- [Input rows]:
--- BEGIN ---

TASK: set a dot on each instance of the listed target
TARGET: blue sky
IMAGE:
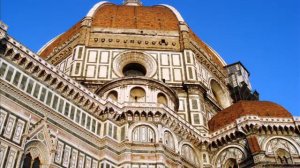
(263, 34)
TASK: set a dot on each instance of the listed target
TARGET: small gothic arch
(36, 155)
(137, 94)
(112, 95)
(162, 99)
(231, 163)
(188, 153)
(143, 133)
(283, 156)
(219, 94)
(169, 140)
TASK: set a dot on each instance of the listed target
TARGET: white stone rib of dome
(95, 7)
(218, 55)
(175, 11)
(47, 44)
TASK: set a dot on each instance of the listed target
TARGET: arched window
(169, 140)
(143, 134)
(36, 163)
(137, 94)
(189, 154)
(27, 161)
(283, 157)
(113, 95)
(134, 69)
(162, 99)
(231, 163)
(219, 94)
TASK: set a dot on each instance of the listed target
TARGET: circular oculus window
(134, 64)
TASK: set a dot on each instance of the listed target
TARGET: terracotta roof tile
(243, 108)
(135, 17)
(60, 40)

--- END ---
--- BEGIN ---

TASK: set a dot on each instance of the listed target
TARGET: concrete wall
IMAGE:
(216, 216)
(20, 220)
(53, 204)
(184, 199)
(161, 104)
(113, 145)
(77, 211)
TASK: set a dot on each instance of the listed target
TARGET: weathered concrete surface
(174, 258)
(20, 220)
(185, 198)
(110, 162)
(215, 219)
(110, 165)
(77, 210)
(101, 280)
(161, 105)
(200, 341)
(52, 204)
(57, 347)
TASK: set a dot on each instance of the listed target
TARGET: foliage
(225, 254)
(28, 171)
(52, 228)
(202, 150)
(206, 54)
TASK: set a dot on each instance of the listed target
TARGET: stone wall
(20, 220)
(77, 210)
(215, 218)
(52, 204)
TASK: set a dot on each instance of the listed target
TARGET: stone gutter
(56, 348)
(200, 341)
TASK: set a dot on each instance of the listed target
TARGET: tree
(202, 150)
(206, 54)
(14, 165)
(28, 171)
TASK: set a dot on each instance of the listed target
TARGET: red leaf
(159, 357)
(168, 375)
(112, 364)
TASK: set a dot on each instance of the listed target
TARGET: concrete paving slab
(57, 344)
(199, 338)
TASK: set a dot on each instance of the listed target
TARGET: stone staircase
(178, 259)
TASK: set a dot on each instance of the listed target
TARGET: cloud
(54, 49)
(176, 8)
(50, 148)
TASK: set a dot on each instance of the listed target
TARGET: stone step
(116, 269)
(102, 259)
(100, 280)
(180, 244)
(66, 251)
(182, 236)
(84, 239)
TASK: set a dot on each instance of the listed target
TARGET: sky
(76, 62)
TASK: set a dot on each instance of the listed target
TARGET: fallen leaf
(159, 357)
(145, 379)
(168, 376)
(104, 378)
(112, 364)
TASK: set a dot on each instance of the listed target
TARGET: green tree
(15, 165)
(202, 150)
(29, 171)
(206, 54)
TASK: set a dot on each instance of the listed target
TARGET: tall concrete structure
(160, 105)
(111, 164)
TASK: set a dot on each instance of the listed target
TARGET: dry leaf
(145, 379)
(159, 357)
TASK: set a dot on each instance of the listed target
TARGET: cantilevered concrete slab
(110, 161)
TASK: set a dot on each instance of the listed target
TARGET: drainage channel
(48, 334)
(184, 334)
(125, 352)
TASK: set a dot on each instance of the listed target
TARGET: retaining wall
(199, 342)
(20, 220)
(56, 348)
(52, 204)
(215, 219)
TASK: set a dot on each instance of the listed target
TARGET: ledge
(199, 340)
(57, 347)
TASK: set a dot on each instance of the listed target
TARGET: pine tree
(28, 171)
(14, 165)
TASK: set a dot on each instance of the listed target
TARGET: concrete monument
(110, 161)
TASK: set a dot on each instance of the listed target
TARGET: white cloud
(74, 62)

--- END ---
--- BEGIN ---

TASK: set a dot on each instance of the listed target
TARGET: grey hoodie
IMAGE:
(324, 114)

--- END ---

- [Goal]: Show every line in the records above that contains the string "wall", matching case exactly.

- [Response to this exercise]:
TARGET: concrete wall
TARGET: stone wall
TARGET: retaining wall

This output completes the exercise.